The (Unadulterated) Mathematics of Incidence: Concept Lattice

This post is intended to be a quick and dirty introduction to Formal Concept Analysis – unadulterated by all the things that would make it easier to understand.

I have a series of presentations on SlideShare that introduces Formal Concept Analysis through a recommender systems example. I did rip off the basic example to use here, but I actually stripped it down to its bare essence. Look there if you are looking for a motivated, and slightly slower, introduction. I’m also not going to be terribly pedantic – e.g., no theorems, proofs or exercises. So, if you are looking for the real math of Formal Concept Analysis, you want to start with the book by Ganter and Wille.

Here, I’m just going to jump right in.

Incidence relations

A number of problems involve some form of incidence relation – the recommender example I use in the presentations has Users and Items, but they show up in a number of places. For FCA, an incidence relation is a binary relation between objects and attributes. For this post, we work with a formal context $\mathbb{K}=(G,M,I)$ that consists of a set $G$ of objects, a set $M$ of attributes, and the incidence relation $I\subseteq G\times M$ .

We can also encounter an incidence relation that is weighted, where $I\subseteq G\times M\times W$ for some domain $W$ of weights. In this case, it is possible to scale the weights so that we could created an unweighted context with attributes that represent the original attributes with the scaled weight. You can think of the scaling as mapping $(g,m,w)$ into $(g,m*{s(w)})$ in the context where the attributes $m*{s(w)}$ are elements of $M\times s(W)$ .

Different scalings will give us different unweighted incidence relations, and the “right” choice depends on the data and how we should interpret it. So, while, technically, it is sufficient to look at the unweighted cases, eventually we will want to consider alternatives.

Partially ordered sets and lattices

Let $P$ be a set, then $(P,\leq)$ is a partially ordered set (poset) when the order is a relation on $P$ that is

reflexive: $p\leq p$ , $\forall p\in P$ ,
anti-symmetric: if $p\leq q$ and $q\leq p$ then $p=q$ , $\forall p,q\in P$ , and
transitive: if $p\leq q$ and $q\leq r$ then $p\leq r$ , $\forall p,q,r\in P$ .

For $p,q\in P$ , we say that $p$ covers $q$ , written $p\succ q$ , if $p\geq q$ and there is no $r\in P$ such that $p\geq r\geq q$ . If the poset $P$ has an element $p\in P$ so that $p\leq q$ for all $q\in P$ , then $p$ is called the bottom of the poset and written as $\bot$ . Similarly, the top of a poset, written $\top$ , is an element $r\in P$ such that $q\leq r$ for all $q\in P$ .

TASK MATERIAL:
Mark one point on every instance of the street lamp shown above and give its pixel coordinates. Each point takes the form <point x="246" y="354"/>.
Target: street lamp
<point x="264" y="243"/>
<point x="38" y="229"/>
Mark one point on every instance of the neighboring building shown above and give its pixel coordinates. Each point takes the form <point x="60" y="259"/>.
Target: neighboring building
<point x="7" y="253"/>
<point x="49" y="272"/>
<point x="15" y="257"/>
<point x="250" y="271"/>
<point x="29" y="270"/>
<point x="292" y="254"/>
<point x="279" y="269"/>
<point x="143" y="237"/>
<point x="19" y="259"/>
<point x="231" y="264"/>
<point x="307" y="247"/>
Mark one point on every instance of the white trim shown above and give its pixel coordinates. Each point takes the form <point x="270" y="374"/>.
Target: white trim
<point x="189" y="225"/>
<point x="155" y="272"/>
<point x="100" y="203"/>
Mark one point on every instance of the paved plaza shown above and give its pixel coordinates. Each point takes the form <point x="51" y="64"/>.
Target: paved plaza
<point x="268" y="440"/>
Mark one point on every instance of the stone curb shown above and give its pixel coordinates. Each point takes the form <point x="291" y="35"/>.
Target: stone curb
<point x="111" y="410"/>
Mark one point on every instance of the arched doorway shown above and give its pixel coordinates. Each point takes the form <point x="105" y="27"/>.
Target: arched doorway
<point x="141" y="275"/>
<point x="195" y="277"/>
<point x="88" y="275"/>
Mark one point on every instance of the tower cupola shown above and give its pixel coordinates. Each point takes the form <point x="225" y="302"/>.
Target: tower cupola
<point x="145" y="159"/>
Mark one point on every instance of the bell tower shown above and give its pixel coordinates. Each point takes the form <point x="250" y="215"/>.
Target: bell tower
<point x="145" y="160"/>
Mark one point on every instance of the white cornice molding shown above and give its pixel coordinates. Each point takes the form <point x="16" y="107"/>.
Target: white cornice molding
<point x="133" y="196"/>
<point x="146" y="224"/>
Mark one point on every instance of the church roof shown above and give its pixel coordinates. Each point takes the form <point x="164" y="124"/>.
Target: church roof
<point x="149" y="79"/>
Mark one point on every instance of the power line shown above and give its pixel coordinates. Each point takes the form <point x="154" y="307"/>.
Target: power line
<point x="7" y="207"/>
* * *
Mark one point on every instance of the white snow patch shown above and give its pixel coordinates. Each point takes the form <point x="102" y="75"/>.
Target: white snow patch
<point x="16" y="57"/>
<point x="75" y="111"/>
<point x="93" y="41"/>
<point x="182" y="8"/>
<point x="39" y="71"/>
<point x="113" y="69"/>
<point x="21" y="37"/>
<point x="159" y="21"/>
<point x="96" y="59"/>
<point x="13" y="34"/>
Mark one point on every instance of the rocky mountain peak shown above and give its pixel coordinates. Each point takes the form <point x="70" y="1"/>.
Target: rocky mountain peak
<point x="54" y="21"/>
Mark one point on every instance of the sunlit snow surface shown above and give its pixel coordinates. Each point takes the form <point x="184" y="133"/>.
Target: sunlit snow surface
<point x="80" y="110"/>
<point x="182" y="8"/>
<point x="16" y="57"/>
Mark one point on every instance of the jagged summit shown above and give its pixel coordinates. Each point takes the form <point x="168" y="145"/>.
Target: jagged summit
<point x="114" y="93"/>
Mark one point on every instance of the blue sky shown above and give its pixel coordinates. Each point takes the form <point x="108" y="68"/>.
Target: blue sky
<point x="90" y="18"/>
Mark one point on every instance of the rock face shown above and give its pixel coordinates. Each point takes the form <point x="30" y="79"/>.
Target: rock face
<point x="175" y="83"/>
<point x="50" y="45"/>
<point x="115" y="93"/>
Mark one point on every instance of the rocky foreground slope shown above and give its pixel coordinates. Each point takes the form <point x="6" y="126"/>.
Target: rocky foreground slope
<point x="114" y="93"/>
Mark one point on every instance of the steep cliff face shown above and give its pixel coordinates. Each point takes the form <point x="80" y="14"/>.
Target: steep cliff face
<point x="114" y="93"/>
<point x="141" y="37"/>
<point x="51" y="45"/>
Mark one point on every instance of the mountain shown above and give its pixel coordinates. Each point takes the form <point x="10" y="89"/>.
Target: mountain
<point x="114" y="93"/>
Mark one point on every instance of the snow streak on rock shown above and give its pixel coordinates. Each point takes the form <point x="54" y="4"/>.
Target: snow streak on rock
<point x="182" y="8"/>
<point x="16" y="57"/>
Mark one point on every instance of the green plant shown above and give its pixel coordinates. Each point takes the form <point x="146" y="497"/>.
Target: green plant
---
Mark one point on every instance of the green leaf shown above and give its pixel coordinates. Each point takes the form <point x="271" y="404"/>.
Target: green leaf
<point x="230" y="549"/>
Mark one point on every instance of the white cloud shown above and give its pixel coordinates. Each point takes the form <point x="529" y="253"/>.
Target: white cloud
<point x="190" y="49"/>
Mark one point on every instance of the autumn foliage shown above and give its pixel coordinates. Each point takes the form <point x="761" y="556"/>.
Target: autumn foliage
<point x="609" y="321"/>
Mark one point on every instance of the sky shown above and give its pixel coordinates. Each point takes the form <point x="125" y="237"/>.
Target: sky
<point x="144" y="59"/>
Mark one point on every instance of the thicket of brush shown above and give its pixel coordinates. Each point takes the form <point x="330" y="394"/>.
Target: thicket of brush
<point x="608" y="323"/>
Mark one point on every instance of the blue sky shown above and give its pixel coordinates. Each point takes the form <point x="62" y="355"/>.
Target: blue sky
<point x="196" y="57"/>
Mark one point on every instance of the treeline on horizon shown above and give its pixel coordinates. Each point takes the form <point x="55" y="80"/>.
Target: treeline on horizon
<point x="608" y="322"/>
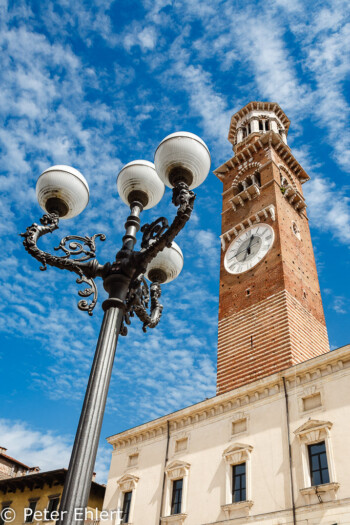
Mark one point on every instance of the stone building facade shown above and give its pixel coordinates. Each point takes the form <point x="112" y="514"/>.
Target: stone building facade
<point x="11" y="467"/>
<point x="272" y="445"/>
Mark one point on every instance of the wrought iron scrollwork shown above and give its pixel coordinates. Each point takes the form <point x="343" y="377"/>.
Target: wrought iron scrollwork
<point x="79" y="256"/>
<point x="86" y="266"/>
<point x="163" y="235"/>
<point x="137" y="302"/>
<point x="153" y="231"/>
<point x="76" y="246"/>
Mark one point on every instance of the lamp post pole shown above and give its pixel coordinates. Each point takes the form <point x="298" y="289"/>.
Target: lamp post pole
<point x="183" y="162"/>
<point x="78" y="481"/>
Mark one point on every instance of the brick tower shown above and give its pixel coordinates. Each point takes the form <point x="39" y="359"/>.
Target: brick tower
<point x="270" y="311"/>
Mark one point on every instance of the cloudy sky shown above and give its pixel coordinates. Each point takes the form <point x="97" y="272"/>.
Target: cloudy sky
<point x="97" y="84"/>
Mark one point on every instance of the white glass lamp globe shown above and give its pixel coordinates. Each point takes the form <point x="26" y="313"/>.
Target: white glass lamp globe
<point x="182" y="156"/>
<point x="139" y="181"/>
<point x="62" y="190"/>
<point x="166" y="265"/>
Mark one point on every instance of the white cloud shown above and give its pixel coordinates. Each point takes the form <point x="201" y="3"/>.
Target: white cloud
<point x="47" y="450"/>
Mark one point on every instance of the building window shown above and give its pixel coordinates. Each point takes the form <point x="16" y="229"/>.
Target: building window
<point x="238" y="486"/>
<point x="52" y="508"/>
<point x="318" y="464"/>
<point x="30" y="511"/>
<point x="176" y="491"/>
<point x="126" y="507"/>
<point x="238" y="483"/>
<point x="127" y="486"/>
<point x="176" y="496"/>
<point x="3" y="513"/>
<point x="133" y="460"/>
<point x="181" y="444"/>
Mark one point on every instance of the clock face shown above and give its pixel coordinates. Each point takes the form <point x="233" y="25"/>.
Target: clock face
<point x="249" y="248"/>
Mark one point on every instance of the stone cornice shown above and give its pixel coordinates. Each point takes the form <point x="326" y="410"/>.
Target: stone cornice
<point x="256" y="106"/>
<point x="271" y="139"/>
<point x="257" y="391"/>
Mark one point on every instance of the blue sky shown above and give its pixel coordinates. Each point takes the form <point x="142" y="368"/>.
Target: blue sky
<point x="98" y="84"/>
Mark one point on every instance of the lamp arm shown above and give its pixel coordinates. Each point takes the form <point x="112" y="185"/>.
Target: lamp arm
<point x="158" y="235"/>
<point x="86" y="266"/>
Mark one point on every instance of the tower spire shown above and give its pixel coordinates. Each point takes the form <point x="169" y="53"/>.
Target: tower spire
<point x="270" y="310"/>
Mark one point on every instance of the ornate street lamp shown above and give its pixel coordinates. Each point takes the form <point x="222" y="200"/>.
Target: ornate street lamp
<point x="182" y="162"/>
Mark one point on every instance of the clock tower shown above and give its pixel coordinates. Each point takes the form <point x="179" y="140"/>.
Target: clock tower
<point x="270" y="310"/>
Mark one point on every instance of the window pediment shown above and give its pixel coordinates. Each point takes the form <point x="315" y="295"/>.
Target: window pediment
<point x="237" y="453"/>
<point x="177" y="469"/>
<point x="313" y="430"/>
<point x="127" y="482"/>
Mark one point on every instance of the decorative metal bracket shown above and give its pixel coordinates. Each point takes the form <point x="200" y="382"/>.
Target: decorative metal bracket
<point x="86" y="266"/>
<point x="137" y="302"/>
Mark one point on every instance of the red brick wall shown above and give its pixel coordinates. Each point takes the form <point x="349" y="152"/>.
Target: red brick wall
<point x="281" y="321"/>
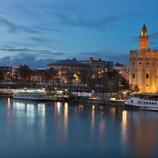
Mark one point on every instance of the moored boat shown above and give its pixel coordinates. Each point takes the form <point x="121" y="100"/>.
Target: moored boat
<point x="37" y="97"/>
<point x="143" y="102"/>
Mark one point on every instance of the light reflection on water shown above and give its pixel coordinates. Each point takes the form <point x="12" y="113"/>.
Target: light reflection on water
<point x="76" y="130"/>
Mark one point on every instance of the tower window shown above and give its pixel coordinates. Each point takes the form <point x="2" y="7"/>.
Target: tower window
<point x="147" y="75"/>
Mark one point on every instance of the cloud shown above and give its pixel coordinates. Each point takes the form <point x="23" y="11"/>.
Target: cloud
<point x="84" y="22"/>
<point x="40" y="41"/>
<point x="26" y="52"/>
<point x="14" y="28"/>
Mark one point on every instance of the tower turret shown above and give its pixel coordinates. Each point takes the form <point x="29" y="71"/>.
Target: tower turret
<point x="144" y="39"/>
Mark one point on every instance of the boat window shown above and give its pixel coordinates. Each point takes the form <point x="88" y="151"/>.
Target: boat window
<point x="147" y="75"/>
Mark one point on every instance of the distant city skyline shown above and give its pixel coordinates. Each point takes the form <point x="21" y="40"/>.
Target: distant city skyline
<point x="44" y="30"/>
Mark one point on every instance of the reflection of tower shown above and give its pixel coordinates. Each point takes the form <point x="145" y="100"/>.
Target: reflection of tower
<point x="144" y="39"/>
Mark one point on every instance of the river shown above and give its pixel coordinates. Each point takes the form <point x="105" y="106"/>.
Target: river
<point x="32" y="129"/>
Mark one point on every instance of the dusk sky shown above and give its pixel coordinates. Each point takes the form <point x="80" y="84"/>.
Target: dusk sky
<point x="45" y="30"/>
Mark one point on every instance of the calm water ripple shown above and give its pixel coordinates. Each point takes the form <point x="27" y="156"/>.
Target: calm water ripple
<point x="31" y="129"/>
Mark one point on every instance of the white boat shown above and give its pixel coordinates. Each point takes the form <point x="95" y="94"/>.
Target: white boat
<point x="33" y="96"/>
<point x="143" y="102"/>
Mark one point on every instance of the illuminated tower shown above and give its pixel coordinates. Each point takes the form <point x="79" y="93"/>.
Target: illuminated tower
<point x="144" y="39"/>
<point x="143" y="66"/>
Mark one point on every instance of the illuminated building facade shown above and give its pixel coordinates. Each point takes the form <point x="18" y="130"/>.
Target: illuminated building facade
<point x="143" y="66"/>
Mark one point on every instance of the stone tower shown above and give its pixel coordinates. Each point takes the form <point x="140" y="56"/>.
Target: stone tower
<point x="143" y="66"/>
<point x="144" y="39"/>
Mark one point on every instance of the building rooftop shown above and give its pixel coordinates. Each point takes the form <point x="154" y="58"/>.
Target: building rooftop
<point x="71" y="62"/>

TASK SET:
**1.** Substitute "antisymmetric" for "anti-symmetric" in the post's passage starting at "Let $P$ be a" and ending at "p,q,r\in P$ .", and write out the passage with that change.
**2.** List every line of the entries that contains the string "jagged", matching its case exactly.
The post and the entries come from unrelated sources.

CORRECT ANSWERS:
**1.**
Let $P$ be a set, then $(P,\leq)$ is a partially ordered set (poset) when the order is a relation on $P$ that is

reflexive: $p\leq p$ , $\forall p\in P$ ,
antisymmetric: if $p\leq q$ and $q\leq p$ then $p=q$ , $\forall p,q\in P$ , and
transitive: if $p\leq q$ and $q\leq r$ then $p\leq r$ , $\forall p,q,r\in P$ .

**2.**
Mark one point on every instance of the jagged summit shown above and give its pixel coordinates. Each point takes the form <point x="168" y="145"/>.
Target: jagged summit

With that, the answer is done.